SUPPLIED INFORMATION:

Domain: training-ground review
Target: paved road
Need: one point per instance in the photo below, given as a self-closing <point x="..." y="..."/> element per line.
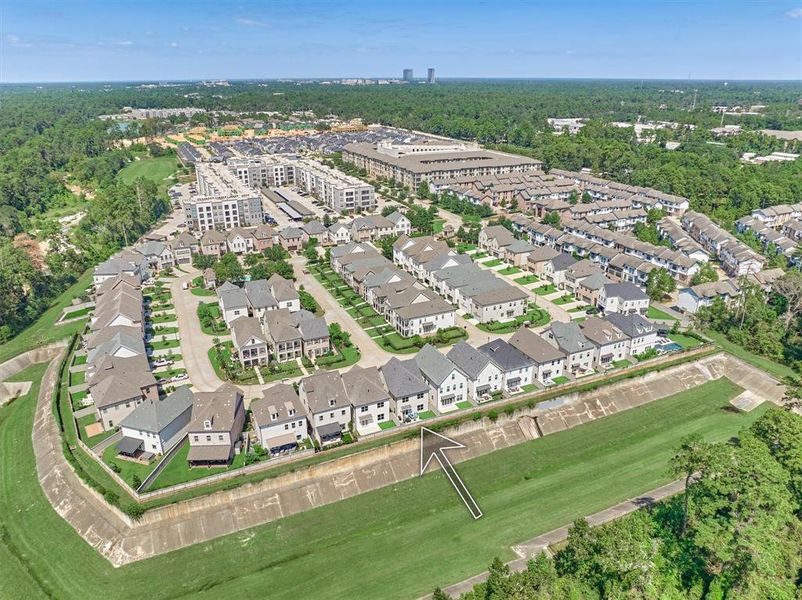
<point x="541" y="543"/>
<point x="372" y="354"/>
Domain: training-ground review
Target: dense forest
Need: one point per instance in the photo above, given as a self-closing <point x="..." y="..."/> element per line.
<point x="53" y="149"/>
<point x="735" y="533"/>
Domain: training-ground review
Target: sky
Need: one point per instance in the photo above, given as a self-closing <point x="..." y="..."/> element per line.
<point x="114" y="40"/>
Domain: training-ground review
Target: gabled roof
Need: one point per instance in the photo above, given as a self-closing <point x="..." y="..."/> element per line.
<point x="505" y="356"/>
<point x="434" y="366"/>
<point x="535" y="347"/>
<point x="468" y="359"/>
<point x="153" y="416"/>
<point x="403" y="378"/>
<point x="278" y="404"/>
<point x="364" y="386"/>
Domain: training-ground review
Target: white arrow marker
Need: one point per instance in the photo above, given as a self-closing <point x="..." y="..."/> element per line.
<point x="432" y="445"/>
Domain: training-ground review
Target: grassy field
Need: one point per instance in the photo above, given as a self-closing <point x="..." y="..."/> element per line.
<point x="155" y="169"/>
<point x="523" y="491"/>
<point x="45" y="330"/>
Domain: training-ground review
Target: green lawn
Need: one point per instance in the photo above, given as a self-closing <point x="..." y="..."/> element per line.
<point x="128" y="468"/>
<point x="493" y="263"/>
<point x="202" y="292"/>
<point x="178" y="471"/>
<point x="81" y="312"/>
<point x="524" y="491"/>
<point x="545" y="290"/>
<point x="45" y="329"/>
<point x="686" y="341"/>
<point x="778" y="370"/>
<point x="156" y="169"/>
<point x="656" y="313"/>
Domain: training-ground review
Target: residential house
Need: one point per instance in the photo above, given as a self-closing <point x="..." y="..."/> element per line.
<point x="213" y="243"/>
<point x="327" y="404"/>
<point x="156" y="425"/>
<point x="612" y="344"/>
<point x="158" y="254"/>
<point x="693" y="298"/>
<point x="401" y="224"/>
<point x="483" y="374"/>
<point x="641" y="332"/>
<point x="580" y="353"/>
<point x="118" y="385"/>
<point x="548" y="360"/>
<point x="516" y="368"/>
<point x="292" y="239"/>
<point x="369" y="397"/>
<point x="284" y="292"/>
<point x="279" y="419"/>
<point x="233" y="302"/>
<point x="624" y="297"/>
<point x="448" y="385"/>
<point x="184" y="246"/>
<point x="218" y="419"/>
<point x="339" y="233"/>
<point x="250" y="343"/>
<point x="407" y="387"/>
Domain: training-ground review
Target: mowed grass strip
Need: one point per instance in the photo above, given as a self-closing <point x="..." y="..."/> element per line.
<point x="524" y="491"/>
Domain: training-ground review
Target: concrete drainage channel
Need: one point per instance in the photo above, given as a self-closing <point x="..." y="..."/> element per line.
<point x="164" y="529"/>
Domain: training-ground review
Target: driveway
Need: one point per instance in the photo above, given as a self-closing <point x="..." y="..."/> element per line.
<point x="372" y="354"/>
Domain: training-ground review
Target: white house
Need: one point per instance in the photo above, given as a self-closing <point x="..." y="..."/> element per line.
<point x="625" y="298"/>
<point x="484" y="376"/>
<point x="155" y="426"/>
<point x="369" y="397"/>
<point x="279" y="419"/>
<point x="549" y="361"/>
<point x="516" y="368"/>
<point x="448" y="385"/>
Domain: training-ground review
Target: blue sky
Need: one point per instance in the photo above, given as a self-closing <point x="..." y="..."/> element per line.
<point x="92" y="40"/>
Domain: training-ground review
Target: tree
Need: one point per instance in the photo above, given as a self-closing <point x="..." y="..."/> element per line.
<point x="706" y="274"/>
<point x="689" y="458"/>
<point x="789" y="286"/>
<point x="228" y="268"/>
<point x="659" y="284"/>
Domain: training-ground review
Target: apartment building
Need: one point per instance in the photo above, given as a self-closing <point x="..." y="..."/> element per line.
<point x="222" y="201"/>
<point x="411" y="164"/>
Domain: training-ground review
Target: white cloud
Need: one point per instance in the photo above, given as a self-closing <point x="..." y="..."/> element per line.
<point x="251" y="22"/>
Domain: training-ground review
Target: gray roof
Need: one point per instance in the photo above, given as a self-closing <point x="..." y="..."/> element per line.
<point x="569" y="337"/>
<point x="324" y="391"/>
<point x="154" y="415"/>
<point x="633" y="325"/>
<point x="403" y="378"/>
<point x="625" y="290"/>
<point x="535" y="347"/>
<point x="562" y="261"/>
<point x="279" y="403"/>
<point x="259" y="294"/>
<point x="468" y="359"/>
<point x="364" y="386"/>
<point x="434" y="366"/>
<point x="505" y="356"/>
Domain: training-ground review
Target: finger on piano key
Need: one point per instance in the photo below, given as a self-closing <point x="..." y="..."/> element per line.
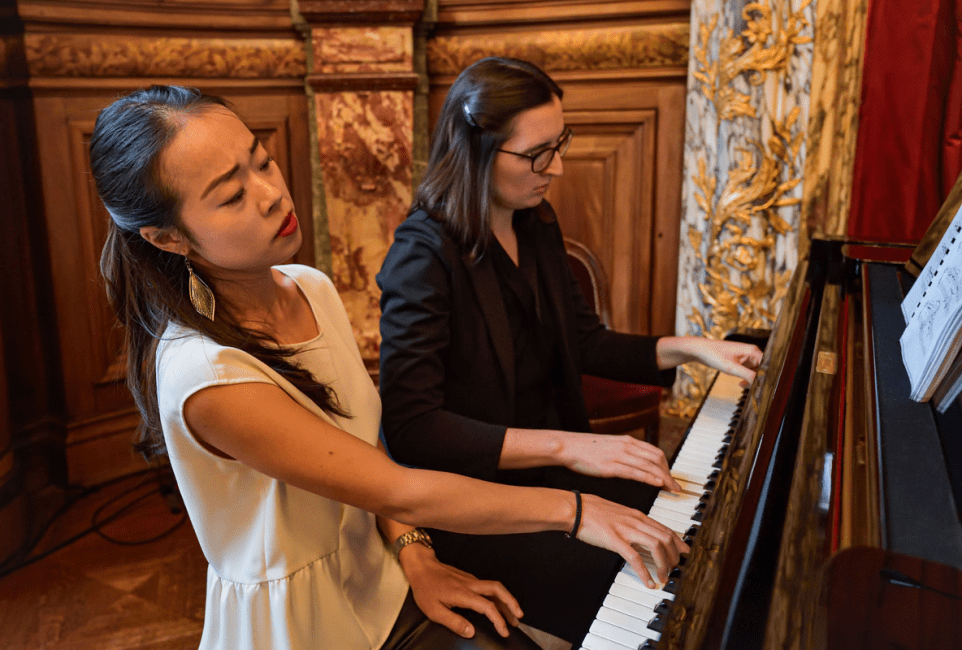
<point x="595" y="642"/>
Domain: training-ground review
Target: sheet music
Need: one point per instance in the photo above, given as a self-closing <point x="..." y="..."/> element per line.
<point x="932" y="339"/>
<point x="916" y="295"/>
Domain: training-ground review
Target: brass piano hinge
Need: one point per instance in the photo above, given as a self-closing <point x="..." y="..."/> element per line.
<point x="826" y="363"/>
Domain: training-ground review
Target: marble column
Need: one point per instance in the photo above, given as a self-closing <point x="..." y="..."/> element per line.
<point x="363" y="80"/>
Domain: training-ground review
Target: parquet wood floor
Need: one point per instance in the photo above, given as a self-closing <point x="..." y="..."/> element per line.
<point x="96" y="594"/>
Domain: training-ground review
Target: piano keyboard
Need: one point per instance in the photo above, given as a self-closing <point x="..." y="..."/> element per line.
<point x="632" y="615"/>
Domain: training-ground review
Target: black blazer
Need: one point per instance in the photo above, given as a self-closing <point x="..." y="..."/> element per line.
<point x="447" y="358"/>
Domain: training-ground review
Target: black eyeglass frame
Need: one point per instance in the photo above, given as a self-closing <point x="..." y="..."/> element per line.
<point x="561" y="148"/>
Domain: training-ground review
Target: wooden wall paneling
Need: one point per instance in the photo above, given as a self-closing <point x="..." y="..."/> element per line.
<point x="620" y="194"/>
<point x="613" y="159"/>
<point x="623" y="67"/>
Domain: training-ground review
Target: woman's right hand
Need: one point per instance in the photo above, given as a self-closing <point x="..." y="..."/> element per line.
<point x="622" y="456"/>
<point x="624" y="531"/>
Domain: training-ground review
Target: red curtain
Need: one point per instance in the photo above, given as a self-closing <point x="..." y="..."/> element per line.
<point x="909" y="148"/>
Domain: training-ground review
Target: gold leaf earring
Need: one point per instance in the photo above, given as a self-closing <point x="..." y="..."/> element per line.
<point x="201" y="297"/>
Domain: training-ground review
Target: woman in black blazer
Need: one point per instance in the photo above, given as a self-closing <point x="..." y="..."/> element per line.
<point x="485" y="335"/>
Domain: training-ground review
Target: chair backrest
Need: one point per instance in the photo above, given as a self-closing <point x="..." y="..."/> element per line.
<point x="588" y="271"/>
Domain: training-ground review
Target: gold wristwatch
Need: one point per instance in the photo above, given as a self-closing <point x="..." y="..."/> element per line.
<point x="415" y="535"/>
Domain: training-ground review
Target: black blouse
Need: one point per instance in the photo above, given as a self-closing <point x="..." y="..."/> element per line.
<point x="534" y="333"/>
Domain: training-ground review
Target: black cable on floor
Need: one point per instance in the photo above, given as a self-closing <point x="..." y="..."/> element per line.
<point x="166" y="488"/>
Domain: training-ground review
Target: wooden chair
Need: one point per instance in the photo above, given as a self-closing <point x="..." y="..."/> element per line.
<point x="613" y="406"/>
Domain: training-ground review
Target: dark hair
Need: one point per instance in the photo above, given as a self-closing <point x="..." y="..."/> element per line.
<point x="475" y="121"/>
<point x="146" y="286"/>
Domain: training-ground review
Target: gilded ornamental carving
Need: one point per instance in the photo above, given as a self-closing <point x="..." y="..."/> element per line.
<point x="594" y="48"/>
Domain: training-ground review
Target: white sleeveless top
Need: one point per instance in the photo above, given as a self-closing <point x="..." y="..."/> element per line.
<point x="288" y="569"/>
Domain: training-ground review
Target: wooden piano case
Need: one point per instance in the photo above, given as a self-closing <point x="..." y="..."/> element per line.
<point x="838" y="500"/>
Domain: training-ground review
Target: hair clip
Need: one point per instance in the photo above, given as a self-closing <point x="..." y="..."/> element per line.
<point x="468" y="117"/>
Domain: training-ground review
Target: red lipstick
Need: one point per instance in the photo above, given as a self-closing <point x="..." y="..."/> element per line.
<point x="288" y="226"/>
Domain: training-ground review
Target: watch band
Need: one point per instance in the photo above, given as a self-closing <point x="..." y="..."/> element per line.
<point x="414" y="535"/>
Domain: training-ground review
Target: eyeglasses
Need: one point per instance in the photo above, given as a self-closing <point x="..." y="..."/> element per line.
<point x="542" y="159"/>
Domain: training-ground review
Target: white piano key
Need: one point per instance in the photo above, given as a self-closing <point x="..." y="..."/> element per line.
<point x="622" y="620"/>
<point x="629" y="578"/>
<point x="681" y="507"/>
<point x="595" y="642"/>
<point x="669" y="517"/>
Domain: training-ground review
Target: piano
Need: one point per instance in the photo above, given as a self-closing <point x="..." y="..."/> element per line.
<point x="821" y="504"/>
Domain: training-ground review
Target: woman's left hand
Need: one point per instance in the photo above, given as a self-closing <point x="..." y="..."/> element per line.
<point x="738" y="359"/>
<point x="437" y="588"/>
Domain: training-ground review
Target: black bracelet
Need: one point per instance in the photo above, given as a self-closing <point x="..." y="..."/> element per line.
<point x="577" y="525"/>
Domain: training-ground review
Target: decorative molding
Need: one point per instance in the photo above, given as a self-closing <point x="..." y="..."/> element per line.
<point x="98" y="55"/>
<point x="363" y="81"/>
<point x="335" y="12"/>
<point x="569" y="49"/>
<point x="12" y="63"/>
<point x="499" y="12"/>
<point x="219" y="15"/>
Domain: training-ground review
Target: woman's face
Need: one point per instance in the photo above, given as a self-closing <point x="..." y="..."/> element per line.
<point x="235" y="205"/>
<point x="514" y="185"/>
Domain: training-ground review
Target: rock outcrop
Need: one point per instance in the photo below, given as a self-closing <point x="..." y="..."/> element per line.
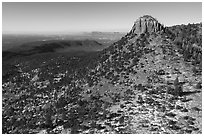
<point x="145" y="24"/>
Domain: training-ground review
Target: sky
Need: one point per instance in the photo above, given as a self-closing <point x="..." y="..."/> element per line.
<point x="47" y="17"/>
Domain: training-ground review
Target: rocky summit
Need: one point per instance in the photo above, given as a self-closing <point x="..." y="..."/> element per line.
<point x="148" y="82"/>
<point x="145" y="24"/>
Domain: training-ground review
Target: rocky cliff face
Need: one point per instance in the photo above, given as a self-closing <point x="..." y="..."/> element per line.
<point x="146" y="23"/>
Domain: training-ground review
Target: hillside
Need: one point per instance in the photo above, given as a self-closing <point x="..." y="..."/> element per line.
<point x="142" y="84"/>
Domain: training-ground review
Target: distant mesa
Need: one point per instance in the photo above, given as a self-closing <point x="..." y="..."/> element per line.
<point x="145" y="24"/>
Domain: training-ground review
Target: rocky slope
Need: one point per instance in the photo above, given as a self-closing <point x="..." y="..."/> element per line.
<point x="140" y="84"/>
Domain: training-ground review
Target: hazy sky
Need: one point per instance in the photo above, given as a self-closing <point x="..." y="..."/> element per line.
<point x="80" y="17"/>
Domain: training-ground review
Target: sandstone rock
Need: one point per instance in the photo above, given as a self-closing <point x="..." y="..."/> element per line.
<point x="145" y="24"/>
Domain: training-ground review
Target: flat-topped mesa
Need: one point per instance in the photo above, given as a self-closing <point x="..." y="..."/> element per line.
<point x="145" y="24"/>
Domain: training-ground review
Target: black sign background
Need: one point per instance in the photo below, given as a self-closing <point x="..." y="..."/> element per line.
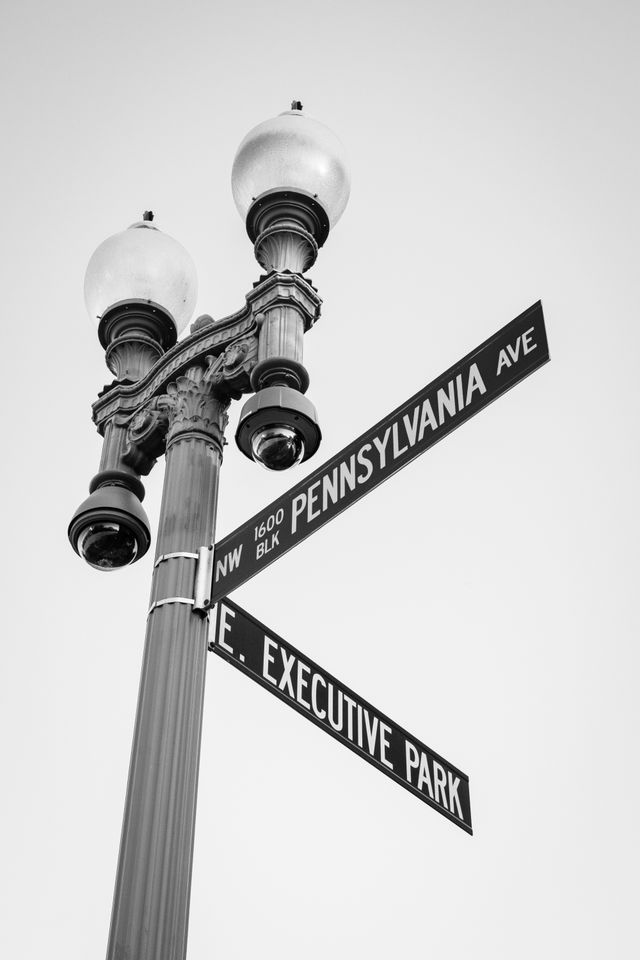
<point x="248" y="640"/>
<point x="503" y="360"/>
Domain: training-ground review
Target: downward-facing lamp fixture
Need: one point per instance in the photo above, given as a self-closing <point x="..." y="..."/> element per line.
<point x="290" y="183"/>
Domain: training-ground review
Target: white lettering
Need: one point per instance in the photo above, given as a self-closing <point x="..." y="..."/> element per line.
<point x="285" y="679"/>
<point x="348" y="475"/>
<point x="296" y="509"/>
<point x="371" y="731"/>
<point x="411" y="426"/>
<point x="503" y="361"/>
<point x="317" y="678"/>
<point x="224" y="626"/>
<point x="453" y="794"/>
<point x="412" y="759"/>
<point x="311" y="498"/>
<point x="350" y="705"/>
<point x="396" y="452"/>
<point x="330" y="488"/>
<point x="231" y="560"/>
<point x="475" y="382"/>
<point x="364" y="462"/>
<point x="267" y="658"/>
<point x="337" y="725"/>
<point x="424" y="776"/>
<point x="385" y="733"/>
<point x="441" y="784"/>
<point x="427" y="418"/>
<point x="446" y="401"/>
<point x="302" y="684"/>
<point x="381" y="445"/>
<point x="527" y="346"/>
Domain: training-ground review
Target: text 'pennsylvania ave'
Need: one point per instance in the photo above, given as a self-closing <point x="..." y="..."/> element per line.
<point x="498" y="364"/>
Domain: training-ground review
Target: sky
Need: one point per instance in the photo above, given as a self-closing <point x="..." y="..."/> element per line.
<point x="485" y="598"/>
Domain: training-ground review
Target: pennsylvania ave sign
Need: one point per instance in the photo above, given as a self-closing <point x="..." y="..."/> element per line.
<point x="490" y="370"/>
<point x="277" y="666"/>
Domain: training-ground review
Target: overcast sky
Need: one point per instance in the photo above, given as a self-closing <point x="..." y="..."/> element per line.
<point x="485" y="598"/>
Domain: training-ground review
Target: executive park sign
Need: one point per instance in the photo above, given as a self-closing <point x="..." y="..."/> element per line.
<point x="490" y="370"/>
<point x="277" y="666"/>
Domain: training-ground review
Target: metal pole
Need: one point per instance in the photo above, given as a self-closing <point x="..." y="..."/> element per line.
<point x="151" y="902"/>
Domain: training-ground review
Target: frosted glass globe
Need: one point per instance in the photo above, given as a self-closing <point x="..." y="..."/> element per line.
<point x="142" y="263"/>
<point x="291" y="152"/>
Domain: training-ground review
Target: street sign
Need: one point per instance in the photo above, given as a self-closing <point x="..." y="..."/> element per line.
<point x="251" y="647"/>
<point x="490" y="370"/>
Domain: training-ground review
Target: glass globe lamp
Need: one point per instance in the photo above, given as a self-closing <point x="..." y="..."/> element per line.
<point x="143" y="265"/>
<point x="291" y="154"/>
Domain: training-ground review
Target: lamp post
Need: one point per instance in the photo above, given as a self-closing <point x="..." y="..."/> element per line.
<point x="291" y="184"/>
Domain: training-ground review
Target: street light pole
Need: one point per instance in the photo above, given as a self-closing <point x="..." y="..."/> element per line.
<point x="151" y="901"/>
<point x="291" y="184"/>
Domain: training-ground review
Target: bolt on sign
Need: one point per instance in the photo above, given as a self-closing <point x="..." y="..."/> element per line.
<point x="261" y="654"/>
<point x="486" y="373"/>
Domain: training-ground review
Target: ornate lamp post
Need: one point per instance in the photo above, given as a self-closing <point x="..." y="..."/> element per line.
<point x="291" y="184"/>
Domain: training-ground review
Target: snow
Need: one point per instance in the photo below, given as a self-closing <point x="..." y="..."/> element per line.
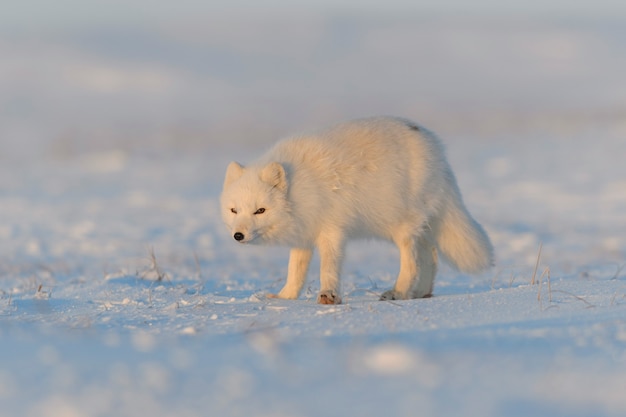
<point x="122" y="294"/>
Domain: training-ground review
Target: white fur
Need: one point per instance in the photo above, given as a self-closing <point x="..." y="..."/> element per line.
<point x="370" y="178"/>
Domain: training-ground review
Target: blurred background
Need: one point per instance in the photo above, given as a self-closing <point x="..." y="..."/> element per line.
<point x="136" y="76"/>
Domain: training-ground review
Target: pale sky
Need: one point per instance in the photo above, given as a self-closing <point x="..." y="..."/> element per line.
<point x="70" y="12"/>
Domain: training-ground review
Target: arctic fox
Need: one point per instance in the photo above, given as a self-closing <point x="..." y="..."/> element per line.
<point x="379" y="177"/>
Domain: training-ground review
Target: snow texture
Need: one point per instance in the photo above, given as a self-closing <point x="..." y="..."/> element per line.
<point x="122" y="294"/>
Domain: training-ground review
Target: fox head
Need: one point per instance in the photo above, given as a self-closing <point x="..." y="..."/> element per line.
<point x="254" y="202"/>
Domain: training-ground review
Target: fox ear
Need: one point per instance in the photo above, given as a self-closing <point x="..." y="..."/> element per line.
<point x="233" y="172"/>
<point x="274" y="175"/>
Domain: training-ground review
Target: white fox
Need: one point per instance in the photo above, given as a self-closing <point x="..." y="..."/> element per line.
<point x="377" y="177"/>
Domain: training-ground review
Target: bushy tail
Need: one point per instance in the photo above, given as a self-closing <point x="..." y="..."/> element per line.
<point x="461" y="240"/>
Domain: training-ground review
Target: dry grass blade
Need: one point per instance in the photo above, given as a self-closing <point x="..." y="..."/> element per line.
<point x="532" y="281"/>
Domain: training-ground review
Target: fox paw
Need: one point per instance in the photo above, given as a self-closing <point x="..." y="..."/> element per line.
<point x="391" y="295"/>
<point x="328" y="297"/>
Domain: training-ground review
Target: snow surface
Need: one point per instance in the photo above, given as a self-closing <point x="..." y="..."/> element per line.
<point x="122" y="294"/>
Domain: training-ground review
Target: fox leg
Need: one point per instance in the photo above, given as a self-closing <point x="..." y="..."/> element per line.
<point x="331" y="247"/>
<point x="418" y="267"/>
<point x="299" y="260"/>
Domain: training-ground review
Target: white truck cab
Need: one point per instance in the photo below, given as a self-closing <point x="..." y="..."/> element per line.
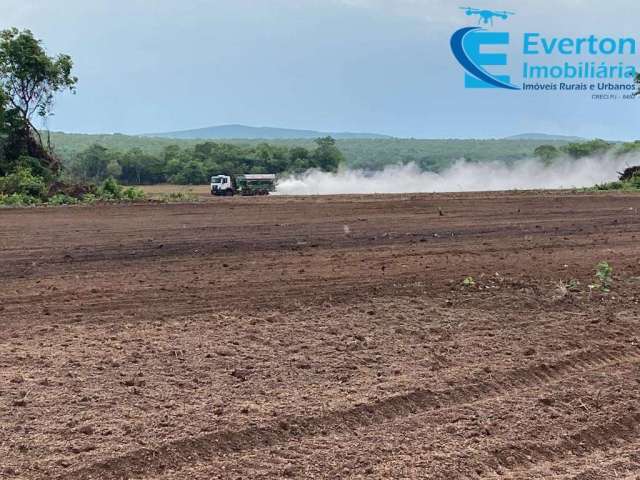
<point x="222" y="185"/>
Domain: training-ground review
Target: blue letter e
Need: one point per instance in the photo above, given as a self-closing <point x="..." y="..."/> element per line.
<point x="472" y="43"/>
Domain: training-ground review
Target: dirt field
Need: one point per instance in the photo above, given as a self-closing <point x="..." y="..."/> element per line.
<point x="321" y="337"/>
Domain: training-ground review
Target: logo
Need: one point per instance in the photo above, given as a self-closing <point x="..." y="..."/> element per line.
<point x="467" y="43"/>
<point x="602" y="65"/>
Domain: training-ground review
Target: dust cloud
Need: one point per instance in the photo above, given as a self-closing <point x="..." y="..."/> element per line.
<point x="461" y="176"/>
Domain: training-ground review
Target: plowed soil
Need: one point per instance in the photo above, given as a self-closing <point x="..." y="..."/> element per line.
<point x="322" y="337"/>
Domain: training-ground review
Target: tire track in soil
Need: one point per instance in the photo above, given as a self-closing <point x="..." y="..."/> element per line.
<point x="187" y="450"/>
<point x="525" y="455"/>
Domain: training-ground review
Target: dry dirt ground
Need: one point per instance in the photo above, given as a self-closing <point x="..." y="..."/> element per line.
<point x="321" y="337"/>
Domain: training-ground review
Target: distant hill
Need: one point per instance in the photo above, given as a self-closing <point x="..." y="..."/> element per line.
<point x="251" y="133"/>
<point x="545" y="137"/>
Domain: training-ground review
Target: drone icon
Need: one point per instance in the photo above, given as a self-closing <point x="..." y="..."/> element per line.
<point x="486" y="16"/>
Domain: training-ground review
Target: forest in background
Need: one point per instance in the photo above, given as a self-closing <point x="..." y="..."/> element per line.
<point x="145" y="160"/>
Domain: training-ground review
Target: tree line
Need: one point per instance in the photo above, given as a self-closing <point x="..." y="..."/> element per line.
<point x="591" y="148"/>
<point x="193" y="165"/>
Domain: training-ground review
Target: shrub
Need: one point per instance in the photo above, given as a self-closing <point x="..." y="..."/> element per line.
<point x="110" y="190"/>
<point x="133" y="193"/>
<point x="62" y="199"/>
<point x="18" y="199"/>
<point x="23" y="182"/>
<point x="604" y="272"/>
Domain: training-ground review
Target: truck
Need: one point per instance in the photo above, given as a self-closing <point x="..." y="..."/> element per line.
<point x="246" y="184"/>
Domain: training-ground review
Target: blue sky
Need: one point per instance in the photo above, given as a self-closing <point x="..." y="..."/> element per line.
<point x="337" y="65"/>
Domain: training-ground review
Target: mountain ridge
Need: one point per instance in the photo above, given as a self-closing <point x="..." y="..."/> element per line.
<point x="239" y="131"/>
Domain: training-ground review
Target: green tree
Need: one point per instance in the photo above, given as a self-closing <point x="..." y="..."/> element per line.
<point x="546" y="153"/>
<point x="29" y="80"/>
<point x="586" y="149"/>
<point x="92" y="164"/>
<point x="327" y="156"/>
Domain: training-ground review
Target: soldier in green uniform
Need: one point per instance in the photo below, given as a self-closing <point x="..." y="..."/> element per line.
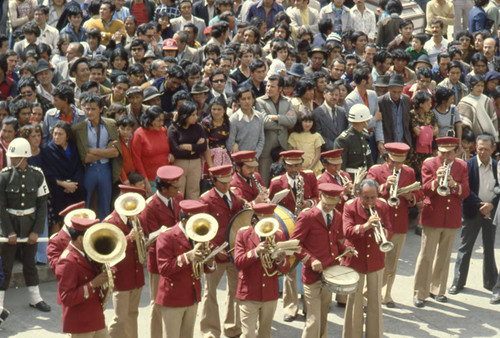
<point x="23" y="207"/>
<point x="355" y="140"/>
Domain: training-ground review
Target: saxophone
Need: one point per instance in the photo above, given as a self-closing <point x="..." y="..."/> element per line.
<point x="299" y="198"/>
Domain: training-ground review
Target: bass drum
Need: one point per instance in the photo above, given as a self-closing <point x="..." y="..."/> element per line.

DESCRIPTION OF THE TASK: How many lines in the entries above contain the string "wooden"? Case counts, and the reply should be the number alone.

SOLUTION FOR THIS TASK: 3